[Coordinate annotation records]
__________
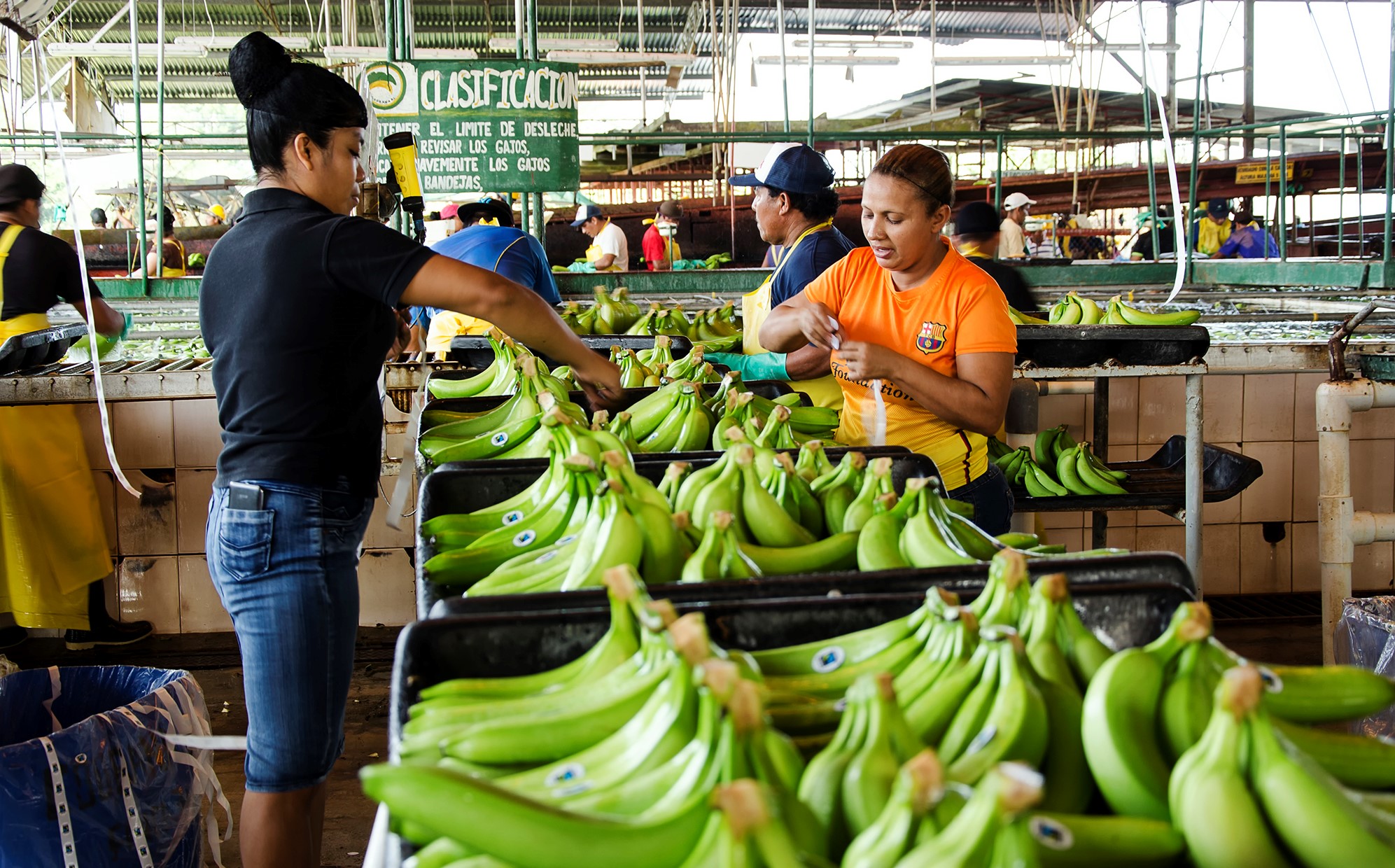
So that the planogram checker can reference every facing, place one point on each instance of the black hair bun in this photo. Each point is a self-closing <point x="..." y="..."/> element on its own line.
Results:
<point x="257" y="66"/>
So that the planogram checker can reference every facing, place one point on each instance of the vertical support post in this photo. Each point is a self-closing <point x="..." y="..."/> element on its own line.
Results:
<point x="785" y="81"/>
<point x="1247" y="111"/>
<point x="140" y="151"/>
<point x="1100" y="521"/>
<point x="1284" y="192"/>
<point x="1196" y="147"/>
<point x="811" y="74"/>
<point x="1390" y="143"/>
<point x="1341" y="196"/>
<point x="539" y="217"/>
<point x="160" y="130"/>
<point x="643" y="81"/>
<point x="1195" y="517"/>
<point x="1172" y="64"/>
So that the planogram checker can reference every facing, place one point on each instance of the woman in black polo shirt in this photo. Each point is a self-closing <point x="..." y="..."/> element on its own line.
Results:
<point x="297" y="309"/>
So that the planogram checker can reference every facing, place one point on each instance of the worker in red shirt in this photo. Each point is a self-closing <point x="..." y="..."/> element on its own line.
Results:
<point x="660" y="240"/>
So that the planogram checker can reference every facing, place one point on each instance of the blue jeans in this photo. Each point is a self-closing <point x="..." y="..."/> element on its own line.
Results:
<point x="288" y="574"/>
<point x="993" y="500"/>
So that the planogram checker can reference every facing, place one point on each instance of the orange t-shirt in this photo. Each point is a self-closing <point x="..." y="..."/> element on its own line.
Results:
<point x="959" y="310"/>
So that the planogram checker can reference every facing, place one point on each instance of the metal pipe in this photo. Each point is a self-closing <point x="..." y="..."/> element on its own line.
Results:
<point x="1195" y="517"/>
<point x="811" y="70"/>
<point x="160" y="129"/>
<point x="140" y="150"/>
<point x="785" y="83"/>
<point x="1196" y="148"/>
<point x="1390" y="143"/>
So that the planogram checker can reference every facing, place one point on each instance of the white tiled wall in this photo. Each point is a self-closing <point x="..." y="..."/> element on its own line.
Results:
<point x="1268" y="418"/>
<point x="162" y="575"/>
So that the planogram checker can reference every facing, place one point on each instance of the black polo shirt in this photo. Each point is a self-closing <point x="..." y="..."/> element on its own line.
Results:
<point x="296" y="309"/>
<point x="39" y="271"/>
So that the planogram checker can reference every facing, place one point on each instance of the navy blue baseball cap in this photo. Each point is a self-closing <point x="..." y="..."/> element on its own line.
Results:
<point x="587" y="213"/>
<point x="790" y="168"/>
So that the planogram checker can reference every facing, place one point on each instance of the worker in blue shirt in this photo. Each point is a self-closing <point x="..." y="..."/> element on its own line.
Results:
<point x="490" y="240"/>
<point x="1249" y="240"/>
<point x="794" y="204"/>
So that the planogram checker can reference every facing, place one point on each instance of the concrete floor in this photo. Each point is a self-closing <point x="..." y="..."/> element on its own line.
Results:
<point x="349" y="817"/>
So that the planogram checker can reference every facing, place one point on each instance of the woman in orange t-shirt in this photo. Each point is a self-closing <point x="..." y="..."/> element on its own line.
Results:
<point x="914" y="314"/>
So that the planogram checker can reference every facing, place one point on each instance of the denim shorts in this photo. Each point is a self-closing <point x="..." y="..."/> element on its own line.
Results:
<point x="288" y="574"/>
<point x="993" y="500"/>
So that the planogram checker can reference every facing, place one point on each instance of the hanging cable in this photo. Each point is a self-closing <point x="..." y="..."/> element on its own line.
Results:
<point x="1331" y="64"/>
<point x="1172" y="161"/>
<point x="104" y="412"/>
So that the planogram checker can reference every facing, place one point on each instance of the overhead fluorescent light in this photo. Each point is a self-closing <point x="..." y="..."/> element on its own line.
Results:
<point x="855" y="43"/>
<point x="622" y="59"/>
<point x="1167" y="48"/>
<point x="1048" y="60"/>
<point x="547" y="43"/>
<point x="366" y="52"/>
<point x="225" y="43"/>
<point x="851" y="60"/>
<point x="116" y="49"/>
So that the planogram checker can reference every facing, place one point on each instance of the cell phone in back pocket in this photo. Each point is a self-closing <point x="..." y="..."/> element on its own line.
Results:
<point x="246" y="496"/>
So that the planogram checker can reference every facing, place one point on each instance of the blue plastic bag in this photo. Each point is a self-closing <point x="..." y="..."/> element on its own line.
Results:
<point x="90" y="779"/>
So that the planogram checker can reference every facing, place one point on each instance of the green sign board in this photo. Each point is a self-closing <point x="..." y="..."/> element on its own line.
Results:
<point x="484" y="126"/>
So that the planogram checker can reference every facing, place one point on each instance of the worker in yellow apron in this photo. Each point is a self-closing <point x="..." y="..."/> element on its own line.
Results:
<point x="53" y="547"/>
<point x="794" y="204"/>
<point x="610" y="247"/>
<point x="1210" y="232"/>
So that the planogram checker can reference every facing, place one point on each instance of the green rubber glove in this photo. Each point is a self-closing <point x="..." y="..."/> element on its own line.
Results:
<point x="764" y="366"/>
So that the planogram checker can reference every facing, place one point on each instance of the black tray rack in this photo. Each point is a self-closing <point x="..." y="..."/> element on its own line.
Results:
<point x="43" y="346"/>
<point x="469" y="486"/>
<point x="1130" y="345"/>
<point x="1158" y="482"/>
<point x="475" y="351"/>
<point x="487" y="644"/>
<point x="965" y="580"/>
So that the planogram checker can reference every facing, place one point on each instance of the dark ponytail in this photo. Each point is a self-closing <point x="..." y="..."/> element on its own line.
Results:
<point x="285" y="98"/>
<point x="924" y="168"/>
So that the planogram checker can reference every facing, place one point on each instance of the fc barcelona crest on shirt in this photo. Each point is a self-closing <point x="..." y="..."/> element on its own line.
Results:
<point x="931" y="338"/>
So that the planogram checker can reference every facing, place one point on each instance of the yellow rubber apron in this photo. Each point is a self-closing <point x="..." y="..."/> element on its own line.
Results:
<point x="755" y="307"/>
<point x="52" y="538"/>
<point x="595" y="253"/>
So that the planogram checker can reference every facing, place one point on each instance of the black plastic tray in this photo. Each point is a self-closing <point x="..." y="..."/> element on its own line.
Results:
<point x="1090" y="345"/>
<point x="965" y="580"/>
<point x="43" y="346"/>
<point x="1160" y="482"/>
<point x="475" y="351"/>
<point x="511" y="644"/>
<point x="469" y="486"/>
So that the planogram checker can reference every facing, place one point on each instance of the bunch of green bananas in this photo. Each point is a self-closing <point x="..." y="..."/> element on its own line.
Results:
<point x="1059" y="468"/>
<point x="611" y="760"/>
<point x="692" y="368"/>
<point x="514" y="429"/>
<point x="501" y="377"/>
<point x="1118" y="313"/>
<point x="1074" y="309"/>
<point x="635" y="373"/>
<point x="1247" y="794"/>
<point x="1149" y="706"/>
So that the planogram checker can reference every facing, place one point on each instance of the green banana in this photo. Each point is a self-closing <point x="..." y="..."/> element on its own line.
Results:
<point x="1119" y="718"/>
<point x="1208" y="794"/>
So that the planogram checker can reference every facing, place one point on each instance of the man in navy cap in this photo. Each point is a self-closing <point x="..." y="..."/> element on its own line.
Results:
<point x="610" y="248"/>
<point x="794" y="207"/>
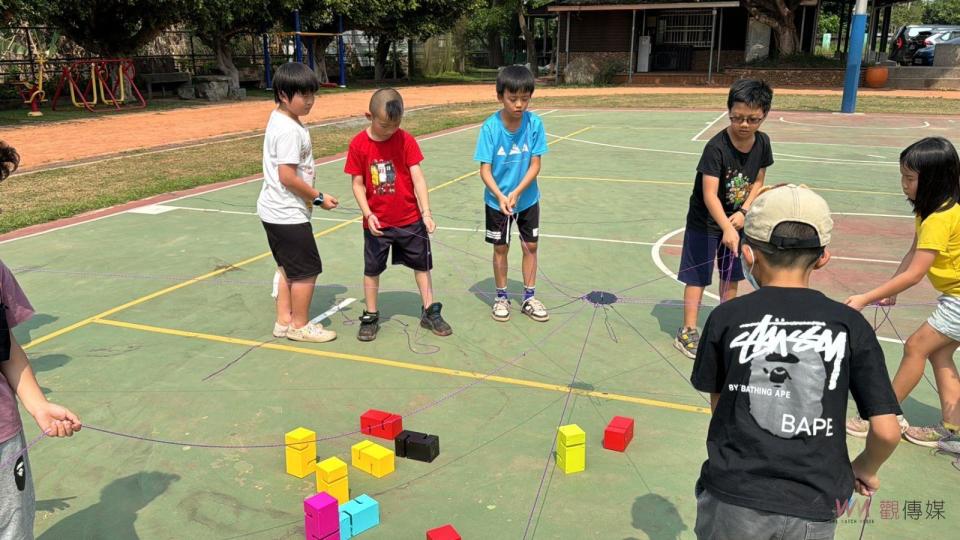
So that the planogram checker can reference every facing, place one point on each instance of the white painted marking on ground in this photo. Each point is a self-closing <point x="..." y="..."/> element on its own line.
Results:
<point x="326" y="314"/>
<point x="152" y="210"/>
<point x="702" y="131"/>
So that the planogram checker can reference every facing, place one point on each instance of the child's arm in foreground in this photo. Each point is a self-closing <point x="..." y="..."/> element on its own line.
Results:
__________
**Exercise directions**
Strip out the pictures and quote the remaining data word for word.

**Response to this exercise**
So that the planogram checker can reference every facing, place one point on each instance of the black hair bun in this photo. Each point is a self-closing <point x="..." y="..."/> element on its own line.
Results:
<point x="257" y="66"/>
So that the planogram checker can reference every facing, place one point on each instance of the vertical support post in this photo. Each point is a self-closing <point x="..." y="..."/> element on its own line.
Results:
<point x="785" y="81"/>
<point x="1247" y="111"/>
<point x="140" y="151"/>
<point x="1100" y="521"/>
<point x="1284" y="192"/>
<point x="1196" y="147"/>
<point x="811" y="74"/>
<point x="1390" y="143"/>
<point x="1341" y="196"/>
<point x="539" y="217"/>
<point x="160" y="130"/>
<point x="643" y="81"/>
<point x="1195" y="517"/>
<point x="1172" y="64"/>
So that the planogram checker can reference every facing, place one point on each instance of the woman in black polo shirt in this photo. Each point is a self-closing <point x="..." y="..."/> element on its own line.
Results:
<point x="297" y="309"/>
So that the planogram checker can reference every facing, place one point on each instance of the worker in red shirt in this photo. Each point is a self-closing <point x="..." y="..."/> element on its own line.
Results:
<point x="660" y="240"/>
So that the planogram checker can reference every facing, place one point on each instance of the blue jeans in this photo. Each point is a self-closing <point x="..." y="..."/> element on its own line.
Results:
<point x="288" y="574"/>
<point x="993" y="500"/>
So that the planogram checker can reference every facing, place one point on each instance of the orange t-shirt in this photo. Each point is a self-closing <point x="..." y="..."/> element on its own line.
Results:
<point x="959" y="310"/>
So that the planogram checker can reference every facing, place one point on each instance of the metal pipe in this photo. Each point is a self-closing <point x="..." y="..."/> element on its own line.
Results:
<point x="1195" y="517"/>
<point x="811" y="70"/>
<point x="160" y="129"/>
<point x="140" y="150"/>
<point x="785" y="83"/>
<point x="1196" y="148"/>
<point x="1390" y="143"/>
So that the planogram checker can reference every facing, place one point on each instance of the white tiled wall in this photo. Each point is a self-closing <point x="..." y="..."/> element on its own line.
Results:
<point x="1268" y="418"/>
<point x="162" y="575"/>
So that the planogram checker can reference every facing, place one point on each instance of the black polo shirt in this photo. Each point is a self-closing <point x="..." y="..."/> element on its own line.
Results:
<point x="296" y="309"/>
<point x="39" y="271"/>
So that the planogram checker can reference every facing, place one point on each instance of the navy blue baseball cap in this photo. Each point is a self-closing <point x="..." y="..."/> element on its own line.
Results:
<point x="587" y="213"/>
<point x="790" y="168"/>
So that the planogram checker can reference every facing, place one point on each instance of the worker in blue shirt in this photo. Each point is a self-closing <point x="..." y="..."/> element on its own line.
Results:
<point x="490" y="240"/>
<point x="1249" y="240"/>
<point x="794" y="204"/>
So that the planogram checker can reference every facing, place one point on each instance of the concrete floor in this photo. Each point is a self-closing <point x="..." y="..."/> element on its own line.
Results:
<point x="349" y="817"/>
So that the planogram checker can reference every facing, place one point on each instance of the woman in orange t-shirt in this photo. Each point is a self-closing <point x="..." y="..."/> element on its own line.
Results:
<point x="914" y="314"/>
So that the planogram checker can reference every facing, place one point on each instance of the denim shorts in this photo. Each point is a self-closing <point x="..." y="..."/> element on its own line.
Results:
<point x="288" y="574"/>
<point x="993" y="500"/>
So that the planogram checker can reference every facing, place one point on each instance of the hanging cable in this photo. Each point is a self-closing <point x="..." y="..."/> element on its own line.
Results:
<point x="1331" y="64"/>
<point x="1172" y="161"/>
<point x="104" y="412"/>
So that the planogram checker can reference every facing, place one point on each instance of the overhead fluorescent light in this photo. Each point is a self-closing <point x="..." y="..."/> element on its own line.
Results:
<point x="855" y="43"/>
<point x="622" y="59"/>
<point x="1167" y="48"/>
<point x="1048" y="60"/>
<point x="547" y="43"/>
<point x="366" y="52"/>
<point x="225" y="43"/>
<point x="851" y="60"/>
<point x="116" y="49"/>
So that the planogram checker can reference every facing, place one point on each instance of the cell phone in back pocket in this photo. Each point is a self-closing <point x="..." y="..."/> element on its own line.
Results:
<point x="246" y="496"/>
So that the planogram checker can reference every facing, place one point on each instance of the blue plastic bag in this photo. Each point is a self-closing <point x="..." y="..."/> element on its own line.
Results:
<point x="90" y="779"/>
So that the planogram checker can reference every facing, place one point on each instance of the green sign board in this photo. Each point is a self-closing <point x="..." y="..."/> element on its own line.
Results:
<point x="484" y="126"/>
So that the planogram checker can reference every facing, place one point on each instance of the worker in yellow apron in this photo. Each point is a self-closing <point x="..." y="..."/> element on its own line.
Results:
<point x="53" y="547"/>
<point x="794" y="204"/>
<point x="610" y="247"/>
<point x="1210" y="232"/>
So that the planogram checker can reference every facing, place one point on each instance of the green rubber glove in this photo. Each point is a self-closing <point x="..." y="..."/> element on its own line.
Results:
<point x="764" y="366"/>
So that the planogram checker can reference every facing, place one point on each instance of the black tray rack in this photo. Each point is a self-closing <point x="..." y="..."/> element on its own line.
Results:
<point x="43" y="346"/>
<point x="469" y="486"/>
<point x="1130" y="345"/>
<point x="1158" y="482"/>
<point x="475" y="351"/>
<point x="487" y="644"/>
<point x="965" y="580"/>
So that the planogram checker can reference every facing, place one point on each instance of the dark ponytail in this photo. Each point is a self-closing <point x="..." y="..."/> element on its own line.
Results:
<point x="285" y="98"/>
<point x="924" y="168"/>
So that the planogram checker can reference every facing, place one point on each instance of the fc barcelona crest on shirt in this photo. Each point is a self-closing <point x="..." y="..."/> element on its own line.
Results:
<point x="931" y="338"/>
So that the planogram checker can reference every facing, place one point on each instance of the yellow rubber apron in this photo. Each point is a self-closing <point x="..." y="..."/> element on its own line.
Results:
<point x="755" y="307"/>
<point x="52" y="538"/>
<point x="595" y="253"/>
So that the planogram checker can reference every facing, place one point on each instance of the black plastic tray in this photo. Each point is a self-closing <point x="..." y="..."/> element on its own line.
Results:
<point x="1090" y="345"/>
<point x="965" y="580"/>
<point x="43" y="346"/>
<point x="1160" y="482"/>
<point x="475" y="351"/>
<point x="511" y="644"/>
<point x="469" y="486"/>
So that the planogram checker can reference every facing, place one point on each instance of the bunch of green bananas in this photo. Each point is a self-closing <point x="..." y="..."/> element on its own line.
Results:
<point x="1059" y="468"/>
<point x="611" y="760"/>
<point x="692" y="368"/>
<point x="514" y="429"/>
<point x="501" y="377"/>
<point x="1118" y="313"/>
<point x="1074" y="309"/>
<point x="635" y="373"/>
<point x="1247" y="794"/>
<point x="1149" y="706"/>
So that the planogram checker can reference every facing, place one point on each instance of the green banana in this photo. Each point is a self-closing <point x="..." y="..."/> element on its own line.
Results:
<point x="1119" y="718"/>
<point x="1208" y="794"/>
So that the planogram checker can reference every facing, place one point on each instance of the man in navy cap in this photo. Each point is a self-closing <point x="..." y="..."/> element on its own line.
Results:
<point x="610" y="248"/>
<point x="794" y="207"/>
So that the planogram checker can reference every facing, place one point on each instance of the white painted marking on ground in this photo. Each point is a self-closing <point x="..." y="..."/> element on its own line.
Results:
<point x="326" y="314"/>
<point x="152" y="210"/>
<point x="702" y="131"/>
So that the planogram checker can reference every facing, place one point on each instance of the child's arm in foreground in this photo. Each point is a self-closing <point x="..." y="..."/> element on its own line.
Results:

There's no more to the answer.